## Selected passage
--------------------

Despite being off to a 15-9 start, the Rockies weren't interested in waiting any longer to give Nolan Arenado a look a third base. The time is probably right, what with the 22-year-old off to a .364/.392/.667 start in Triple-A. Of course, those numbers are inflated by the PCL and Colorado Springs. Not only was he hitting .433 at home, but he was also getting to play in other cozy offensive environments like Las Vegas, Reno and Tucson of late.
I'm rather skeptical about Arenado as a long-term prospect. In his four previous minor league seasons, his best OBP was a .351 mark from 54 games in Rookie ball in 2009. Scouts like his line-drive swing, which has produced plenty doubles. That should work out well for him at Coors Field, just as it has in the hitter friendly parks Rockies prospects play at throughout the minors. On the other hand, it hasn't produced as many singles as one might expect. Despite a very modest strikeout rate -- his high K total is 58 -- Arenado hasn't contended for minor league batting titles. He hit .298/.349/.487 in the high-A California League in 2011 and .285/.337/.428 in the Double-A Texas League last year.
The real problem with Arenado is that he just hasn't hit righties very well. In 2011, he had an .805 OPS against righties, compared to a .951 OPS against lefties. Last year, he had a .687 OPS versus righties and a 1.052 OPS versus lefties. This year, he's at .989 against righties, which might be a good sign, except it's still just 55 at-bats. He's at 1.409 in 11 at-bats against lefties.
If Arenado were going to play anywhere besides Coors Field, I'd recommend passing on him in mixed leagues. As is, he's worth a flier, but don't go dropping a quality regular for him. The Rockies are going to play him regularly, and ideally, he'll hit about .280-.290 with 15 homers in 450 at-bats the rest of the way. My guess is that he comes in a bit closer to .270 and 12 HR. He'll also be a zero in steals.

--------------------

## Data excerpts
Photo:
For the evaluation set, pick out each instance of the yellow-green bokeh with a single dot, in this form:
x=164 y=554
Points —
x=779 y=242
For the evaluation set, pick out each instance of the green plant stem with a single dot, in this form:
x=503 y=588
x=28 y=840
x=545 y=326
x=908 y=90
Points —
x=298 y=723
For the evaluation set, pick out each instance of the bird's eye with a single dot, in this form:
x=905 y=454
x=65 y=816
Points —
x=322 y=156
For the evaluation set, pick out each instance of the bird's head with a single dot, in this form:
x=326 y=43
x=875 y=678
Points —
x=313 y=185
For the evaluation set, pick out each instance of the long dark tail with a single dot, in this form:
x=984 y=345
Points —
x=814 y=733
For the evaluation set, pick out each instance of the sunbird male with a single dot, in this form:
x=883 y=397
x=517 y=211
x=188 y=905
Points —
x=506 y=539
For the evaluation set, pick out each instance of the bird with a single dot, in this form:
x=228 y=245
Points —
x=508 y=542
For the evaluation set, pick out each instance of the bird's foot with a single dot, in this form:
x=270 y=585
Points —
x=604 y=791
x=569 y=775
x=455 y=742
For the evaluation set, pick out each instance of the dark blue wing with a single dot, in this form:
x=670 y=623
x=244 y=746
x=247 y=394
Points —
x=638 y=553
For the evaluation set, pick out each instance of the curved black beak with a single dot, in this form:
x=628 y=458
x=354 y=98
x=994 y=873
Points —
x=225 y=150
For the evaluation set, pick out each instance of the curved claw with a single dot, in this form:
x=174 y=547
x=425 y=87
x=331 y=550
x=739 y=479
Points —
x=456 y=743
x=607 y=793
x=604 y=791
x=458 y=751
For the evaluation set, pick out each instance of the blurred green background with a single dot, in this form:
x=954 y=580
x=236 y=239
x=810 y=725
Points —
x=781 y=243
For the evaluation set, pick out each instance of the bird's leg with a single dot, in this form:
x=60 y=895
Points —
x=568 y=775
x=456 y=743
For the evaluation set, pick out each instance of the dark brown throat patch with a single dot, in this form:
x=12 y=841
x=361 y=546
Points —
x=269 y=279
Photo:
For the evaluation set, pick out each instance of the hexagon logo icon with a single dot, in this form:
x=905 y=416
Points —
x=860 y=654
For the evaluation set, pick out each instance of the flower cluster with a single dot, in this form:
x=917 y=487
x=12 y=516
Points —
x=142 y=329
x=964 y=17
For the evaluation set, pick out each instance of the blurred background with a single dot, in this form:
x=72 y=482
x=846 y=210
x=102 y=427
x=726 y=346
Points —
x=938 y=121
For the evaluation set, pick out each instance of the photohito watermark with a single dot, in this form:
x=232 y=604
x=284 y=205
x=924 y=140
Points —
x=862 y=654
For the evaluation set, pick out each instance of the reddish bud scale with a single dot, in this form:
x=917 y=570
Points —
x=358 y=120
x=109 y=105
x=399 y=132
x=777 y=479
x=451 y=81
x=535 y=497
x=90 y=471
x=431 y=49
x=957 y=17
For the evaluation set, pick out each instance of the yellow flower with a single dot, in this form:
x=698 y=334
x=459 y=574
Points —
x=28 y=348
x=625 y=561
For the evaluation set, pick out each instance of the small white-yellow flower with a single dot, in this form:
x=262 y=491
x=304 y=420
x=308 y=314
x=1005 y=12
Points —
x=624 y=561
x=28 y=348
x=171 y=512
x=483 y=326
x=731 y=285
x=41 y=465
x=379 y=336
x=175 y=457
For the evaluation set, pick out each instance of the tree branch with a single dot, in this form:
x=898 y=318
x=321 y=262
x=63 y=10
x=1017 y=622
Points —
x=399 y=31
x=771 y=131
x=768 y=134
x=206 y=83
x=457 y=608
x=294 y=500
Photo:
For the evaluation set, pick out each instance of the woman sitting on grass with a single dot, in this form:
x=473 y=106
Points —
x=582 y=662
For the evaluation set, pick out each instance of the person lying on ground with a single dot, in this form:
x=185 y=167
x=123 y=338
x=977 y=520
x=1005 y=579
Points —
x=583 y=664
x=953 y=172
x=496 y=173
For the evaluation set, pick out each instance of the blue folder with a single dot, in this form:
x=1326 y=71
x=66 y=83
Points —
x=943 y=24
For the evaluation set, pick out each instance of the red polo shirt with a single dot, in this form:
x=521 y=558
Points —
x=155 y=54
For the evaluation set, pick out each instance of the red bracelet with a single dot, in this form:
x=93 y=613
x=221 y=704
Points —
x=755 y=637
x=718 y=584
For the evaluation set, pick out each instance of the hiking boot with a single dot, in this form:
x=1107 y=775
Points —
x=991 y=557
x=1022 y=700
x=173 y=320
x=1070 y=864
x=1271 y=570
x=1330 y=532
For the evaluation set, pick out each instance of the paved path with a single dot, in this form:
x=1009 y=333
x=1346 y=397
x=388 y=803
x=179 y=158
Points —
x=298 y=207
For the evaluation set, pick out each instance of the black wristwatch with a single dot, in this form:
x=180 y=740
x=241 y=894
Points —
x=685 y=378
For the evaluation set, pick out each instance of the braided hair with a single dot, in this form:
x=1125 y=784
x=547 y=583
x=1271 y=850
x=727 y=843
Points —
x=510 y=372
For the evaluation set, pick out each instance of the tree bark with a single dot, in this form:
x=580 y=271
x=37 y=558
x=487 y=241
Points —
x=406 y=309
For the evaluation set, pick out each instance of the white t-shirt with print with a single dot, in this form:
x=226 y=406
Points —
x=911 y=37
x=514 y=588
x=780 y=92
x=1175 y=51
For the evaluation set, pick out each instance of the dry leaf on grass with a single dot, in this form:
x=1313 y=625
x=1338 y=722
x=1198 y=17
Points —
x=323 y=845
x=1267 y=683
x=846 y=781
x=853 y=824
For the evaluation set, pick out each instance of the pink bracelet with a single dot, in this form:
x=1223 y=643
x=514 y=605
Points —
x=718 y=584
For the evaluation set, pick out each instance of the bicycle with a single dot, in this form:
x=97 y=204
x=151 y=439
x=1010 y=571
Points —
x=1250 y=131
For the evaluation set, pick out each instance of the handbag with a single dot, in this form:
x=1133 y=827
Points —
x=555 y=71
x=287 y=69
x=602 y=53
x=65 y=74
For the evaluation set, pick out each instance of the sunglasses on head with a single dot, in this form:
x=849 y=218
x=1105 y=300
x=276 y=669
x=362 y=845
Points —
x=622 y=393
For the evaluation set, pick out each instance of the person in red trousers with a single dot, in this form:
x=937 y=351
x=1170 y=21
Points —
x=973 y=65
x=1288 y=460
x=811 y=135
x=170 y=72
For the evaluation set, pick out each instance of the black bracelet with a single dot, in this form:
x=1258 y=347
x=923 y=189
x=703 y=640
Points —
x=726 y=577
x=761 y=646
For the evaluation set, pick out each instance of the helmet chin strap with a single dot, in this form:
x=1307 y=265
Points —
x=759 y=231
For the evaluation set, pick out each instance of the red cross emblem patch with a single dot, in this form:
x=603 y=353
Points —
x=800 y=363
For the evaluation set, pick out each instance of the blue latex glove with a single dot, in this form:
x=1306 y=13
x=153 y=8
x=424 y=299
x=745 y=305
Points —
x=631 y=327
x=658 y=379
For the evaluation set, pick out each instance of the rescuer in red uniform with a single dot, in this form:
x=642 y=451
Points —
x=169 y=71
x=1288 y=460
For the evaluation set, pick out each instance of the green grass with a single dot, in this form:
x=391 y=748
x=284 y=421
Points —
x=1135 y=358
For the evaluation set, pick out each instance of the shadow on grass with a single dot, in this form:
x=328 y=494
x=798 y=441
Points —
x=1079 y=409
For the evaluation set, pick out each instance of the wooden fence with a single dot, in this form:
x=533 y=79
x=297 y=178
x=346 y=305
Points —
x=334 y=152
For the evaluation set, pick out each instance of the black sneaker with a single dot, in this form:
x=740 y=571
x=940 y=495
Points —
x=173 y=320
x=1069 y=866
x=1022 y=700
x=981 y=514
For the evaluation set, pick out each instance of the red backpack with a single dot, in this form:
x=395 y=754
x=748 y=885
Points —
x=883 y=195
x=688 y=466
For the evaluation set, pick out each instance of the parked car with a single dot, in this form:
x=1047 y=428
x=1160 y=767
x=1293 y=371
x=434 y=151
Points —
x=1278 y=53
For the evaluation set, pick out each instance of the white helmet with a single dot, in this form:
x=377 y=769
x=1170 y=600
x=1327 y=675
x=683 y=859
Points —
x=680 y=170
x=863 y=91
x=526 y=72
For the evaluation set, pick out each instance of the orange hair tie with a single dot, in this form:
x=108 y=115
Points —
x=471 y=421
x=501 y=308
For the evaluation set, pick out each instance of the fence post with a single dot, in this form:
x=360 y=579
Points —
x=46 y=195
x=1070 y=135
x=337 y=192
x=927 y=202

--------------------

## Parts of the exercise
[1] Extract the portion of the passage on Nolan Arenado from "I'm rather skeptical" up to and including "League last year.", copying it word for word.
[2] Convert the records, from their first line up to and including the line with "x=225 y=150", into a numbered list, leaving out blank lines.
The records have no connection to the passage on Nolan Arenado.

## Expected answers
[1]
I'm rather skeptical about Arenado as a long-term prospect. In his four previous minor league seasons, his best OBP was a .351 mark from 54 games in Rookie ball in 2009. Scouts like his line-drive swing, which has produced plenty doubles. That should work out well for him at Coors Field, just as it has in the hitter friendly parks Rockies prospects play at throughout the minors. On the other hand, it hasn't produced as many singles as one might expect. Despite a very modest strikeout rate -- his high K total is 58 -- Arenado hasn't contended for minor league batting titles. He hit .298/.349/.487 in the high-A California League in 2011 and .285/.337/.428 in the Double-A Texas League last year.

[2]
1. Photo:
2. For the evaluation set, pick out each instance of the yellow-green bokeh with a single dot, in this form:
3. x=164 y=554
4. Points —
5. x=779 y=242
6. For the evaluation set, pick out each instance of the green plant stem with a single dot, in this form:
7. x=503 y=588
8. x=28 y=840
9. x=545 y=326
10. x=908 y=90
11. Points —
12. x=298 y=723
13. For the evaluation set, pick out each instance of the bird's eye with a single dot, in this form:
14. x=905 y=454
15. x=65 y=816
16. Points —
17. x=322 y=156
18. For the evaluation set, pick out each instance of the bird's head with a single dot, in this form:
19. x=326 y=43
20. x=875 y=678
21. Points —
22. x=313 y=185
23. For the evaluation set, pick out each instance of the long dark tail with a single dot, in this form:
24. x=984 y=345
25. Points —
26. x=814 y=733
27. For the evaluation set, pick out each instance of the sunbird male with a single dot, in this form:
28. x=883 y=397
29. x=517 y=211
30. x=188 y=905
31. Points —
32. x=506 y=539
33. For the evaluation set, pick out each instance of the bird with a single dot, in this form:
34. x=228 y=245
35. Points —
36. x=508 y=542
37. For the evaluation set, pick out each instance of the bird's foot with a single dot, in this form:
38. x=270 y=585
39. Points —
40. x=604 y=791
41. x=569 y=775
42. x=455 y=742
43. For the evaluation set, pick out each instance of the dark blue wing with a single dot, in this form:
44. x=670 y=623
45. x=244 y=746
46. x=247 y=394
47. Points —
48. x=638 y=553
49. For the evaluation set, pick out each instance of the curved black beak with a single dot, in this form:
50. x=628 y=458
51. x=354 y=98
52. x=994 y=873
53. Points —
54. x=225 y=150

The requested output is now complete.